Job: Show each line of the entries below that contains the word "linen".

Provided data:
[start]
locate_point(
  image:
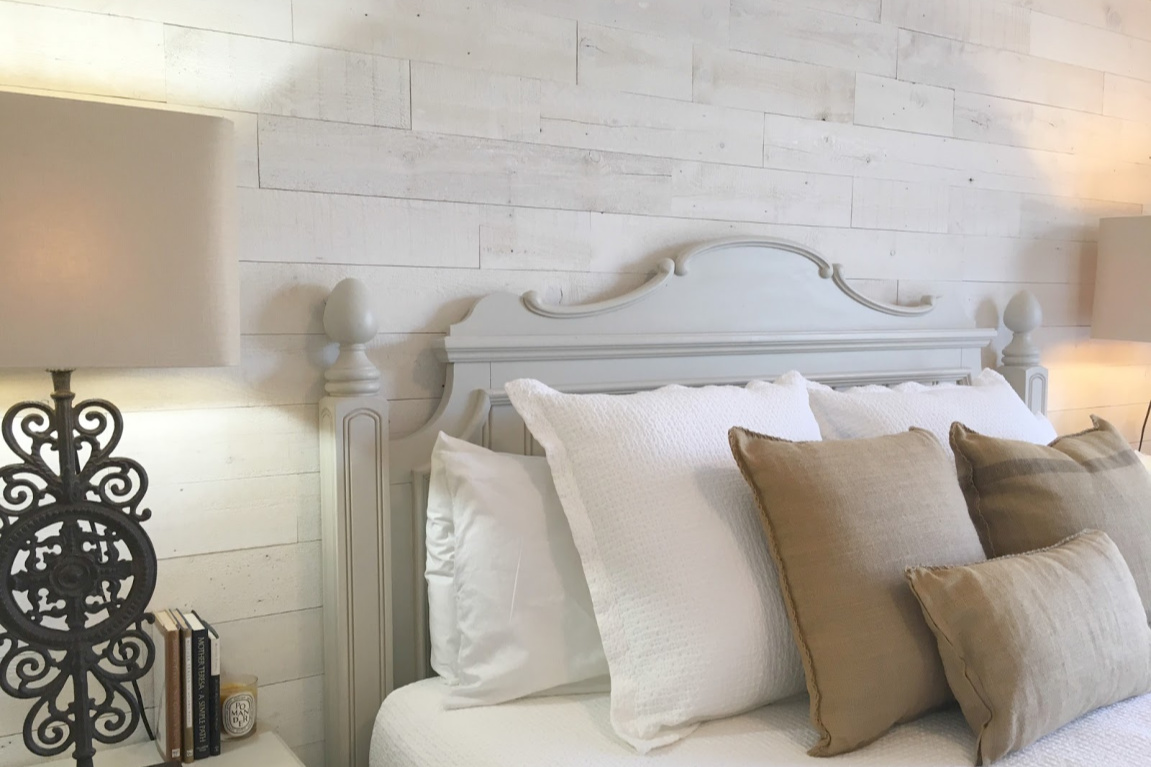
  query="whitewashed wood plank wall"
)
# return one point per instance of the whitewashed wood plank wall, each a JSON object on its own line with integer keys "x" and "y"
{"x": 441, "y": 150}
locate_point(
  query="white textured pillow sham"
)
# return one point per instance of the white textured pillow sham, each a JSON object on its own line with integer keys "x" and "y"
{"x": 440, "y": 568}
{"x": 524, "y": 617}
{"x": 685, "y": 593}
{"x": 989, "y": 405}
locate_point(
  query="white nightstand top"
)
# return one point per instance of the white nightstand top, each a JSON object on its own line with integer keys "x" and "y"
{"x": 264, "y": 749}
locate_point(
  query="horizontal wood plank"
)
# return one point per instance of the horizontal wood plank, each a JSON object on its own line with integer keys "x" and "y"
{"x": 886, "y": 103}
{"x": 881, "y": 204}
{"x": 312, "y": 156}
{"x": 307, "y": 227}
{"x": 235, "y": 71}
{"x": 1062, "y": 218}
{"x": 775, "y": 85}
{"x": 710, "y": 191}
{"x": 254, "y": 17}
{"x": 483, "y": 35}
{"x": 1092, "y": 47}
{"x": 623, "y": 60}
{"x": 470, "y": 103}
{"x": 982, "y": 69}
{"x": 84, "y": 53}
{"x": 786, "y": 31}
{"x": 276, "y": 647}
{"x": 701, "y": 20}
{"x": 277, "y": 581}
{"x": 1127, "y": 98}
{"x": 294, "y": 709}
{"x": 985, "y": 212}
{"x": 1001, "y": 24}
{"x": 1129, "y": 17}
{"x": 641, "y": 124}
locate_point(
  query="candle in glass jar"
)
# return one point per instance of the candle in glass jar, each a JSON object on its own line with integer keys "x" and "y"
{"x": 238, "y": 695}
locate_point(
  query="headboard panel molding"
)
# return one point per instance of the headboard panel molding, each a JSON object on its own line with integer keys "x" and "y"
{"x": 725, "y": 312}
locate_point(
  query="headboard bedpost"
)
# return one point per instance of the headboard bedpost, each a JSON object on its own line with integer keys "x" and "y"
{"x": 1021, "y": 357}
{"x": 356, "y": 532}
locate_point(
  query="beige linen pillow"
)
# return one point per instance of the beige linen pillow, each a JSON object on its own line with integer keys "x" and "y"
{"x": 1035, "y": 640}
{"x": 1024, "y": 496}
{"x": 844, "y": 519}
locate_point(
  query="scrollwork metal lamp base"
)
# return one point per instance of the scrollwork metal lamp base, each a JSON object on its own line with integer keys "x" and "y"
{"x": 78, "y": 571}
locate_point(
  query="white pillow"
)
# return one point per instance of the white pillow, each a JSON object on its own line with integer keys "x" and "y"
{"x": 687, "y": 600}
{"x": 440, "y": 568}
{"x": 989, "y": 405}
{"x": 524, "y": 613}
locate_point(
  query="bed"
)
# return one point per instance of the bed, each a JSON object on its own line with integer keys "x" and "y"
{"x": 724, "y": 312}
{"x": 413, "y": 730}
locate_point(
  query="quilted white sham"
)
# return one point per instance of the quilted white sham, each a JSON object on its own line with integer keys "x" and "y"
{"x": 685, "y": 593}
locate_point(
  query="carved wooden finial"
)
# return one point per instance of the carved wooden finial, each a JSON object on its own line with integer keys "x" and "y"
{"x": 1022, "y": 316}
{"x": 349, "y": 321}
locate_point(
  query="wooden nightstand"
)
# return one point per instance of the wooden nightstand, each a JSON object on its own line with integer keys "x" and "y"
{"x": 265, "y": 749}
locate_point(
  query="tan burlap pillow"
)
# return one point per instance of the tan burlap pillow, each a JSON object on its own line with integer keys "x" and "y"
{"x": 1033, "y": 642}
{"x": 1026, "y": 496}
{"x": 844, "y": 518}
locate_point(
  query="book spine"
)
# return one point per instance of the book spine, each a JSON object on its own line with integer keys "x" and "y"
{"x": 214, "y": 730}
{"x": 215, "y": 723}
{"x": 188, "y": 705}
{"x": 200, "y": 688}
{"x": 173, "y": 696}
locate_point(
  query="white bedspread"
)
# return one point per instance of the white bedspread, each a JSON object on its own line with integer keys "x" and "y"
{"x": 413, "y": 730}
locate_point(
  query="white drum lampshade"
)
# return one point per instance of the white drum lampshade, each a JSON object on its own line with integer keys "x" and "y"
{"x": 116, "y": 236}
{"x": 1122, "y": 302}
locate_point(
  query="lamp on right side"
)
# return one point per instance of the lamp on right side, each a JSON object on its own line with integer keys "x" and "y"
{"x": 1122, "y": 303}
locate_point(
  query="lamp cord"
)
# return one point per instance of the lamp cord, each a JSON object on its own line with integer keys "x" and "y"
{"x": 1143, "y": 431}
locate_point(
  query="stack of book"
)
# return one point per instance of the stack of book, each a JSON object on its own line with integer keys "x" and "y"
{"x": 187, "y": 683}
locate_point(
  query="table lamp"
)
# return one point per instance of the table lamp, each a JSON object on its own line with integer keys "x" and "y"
{"x": 1122, "y": 306}
{"x": 116, "y": 250}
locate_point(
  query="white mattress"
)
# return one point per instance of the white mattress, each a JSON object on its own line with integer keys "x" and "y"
{"x": 413, "y": 730}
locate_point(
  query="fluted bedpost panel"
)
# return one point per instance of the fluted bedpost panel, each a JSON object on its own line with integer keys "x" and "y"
{"x": 1021, "y": 357}
{"x": 356, "y": 531}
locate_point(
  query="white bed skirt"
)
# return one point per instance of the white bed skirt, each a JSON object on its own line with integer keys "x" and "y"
{"x": 413, "y": 730}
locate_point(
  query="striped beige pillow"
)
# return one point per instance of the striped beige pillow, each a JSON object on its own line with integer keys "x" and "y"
{"x": 1024, "y": 496}
{"x": 1035, "y": 640}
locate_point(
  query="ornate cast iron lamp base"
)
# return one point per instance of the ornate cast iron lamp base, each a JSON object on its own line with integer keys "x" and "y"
{"x": 78, "y": 571}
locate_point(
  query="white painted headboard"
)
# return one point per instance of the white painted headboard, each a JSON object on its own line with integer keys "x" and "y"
{"x": 725, "y": 312}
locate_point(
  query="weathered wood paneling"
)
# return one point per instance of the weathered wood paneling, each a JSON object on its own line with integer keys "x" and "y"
{"x": 441, "y": 151}
{"x": 982, "y": 69}
{"x": 486, "y": 36}
{"x": 996, "y": 23}
{"x": 774, "y": 85}
{"x": 887, "y": 103}
{"x": 85, "y": 53}
{"x": 623, "y": 60}
{"x": 256, "y": 17}
{"x": 791, "y": 31}
{"x": 257, "y": 75}
{"x": 1089, "y": 46}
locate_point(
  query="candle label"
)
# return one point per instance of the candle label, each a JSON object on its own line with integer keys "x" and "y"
{"x": 238, "y": 714}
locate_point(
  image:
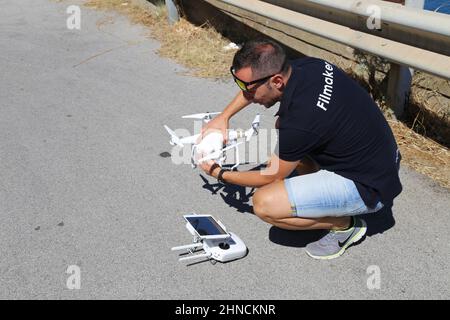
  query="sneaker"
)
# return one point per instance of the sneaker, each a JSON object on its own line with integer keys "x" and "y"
{"x": 334, "y": 243}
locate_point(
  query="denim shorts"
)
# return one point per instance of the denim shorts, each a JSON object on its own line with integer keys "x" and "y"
{"x": 325, "y": 194}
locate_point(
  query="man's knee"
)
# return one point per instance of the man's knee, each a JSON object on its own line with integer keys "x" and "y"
{"x": 261, "y": 204}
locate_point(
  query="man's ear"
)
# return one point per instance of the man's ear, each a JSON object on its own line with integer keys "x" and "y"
{"x": 278, "y": 82}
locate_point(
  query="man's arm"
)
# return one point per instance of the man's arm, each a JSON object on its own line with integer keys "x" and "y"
{"x": 277, "y": 170}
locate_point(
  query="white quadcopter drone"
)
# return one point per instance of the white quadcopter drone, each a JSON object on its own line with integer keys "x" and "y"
{"x": 211, "y": 146}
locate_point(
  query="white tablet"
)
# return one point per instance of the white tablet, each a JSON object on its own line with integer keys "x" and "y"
{"x": 206, "y": 227}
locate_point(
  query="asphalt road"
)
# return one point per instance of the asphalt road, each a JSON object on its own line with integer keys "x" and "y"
{"x": 82, "y": 182}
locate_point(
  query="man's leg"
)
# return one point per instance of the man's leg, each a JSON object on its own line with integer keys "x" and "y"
{"x": 321, "y": 200}
{"x": 271, "y": 204}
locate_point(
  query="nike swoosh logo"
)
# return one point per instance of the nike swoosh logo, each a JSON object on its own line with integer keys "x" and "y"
{"x": 341, "y": 244}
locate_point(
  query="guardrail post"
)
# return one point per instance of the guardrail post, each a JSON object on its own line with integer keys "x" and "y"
{"x": 172, "y": 10}
{"x": 399, "y": 88}
{"x": 400, "y": 77}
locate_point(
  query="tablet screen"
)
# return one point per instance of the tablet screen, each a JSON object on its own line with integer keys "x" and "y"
{"x": 205, "y": 226}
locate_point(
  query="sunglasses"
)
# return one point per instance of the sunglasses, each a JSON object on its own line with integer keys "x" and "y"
{"x": 243, "y": 85}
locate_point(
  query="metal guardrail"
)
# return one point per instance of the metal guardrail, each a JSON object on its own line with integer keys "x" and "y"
{"x": 410, "y": 25}
{"x": 417, "y": 58}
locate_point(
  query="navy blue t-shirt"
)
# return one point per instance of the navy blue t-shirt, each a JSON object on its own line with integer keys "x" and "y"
{"x": 326, "y": 115}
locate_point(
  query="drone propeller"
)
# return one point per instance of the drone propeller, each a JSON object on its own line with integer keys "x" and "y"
{"x": 216, "y": 154}
{"x": 254, "y": 129}
{"x": 203, "y": 116}
{"x": 174, "y": 139}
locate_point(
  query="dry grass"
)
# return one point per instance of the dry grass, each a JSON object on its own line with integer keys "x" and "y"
{"x": 200, "y": 49}
{"x": 422, "y": 154}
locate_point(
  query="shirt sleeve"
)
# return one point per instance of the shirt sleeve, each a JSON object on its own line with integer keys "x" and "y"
{"x": 294, "y": 144}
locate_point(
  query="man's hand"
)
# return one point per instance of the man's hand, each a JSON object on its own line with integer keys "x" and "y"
{"x": 210, "y": 167}
{"x": 219, "y": 123}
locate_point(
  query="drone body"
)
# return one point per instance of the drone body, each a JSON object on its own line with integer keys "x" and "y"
{"x": 211, "y": 146}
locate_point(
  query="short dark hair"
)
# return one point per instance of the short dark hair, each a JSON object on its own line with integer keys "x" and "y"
[end]
Output:
  query="beige linen pillow"
# return one point per instance of the beige linen pillow, each a JSON object on its own line with integer keys "x" and "y"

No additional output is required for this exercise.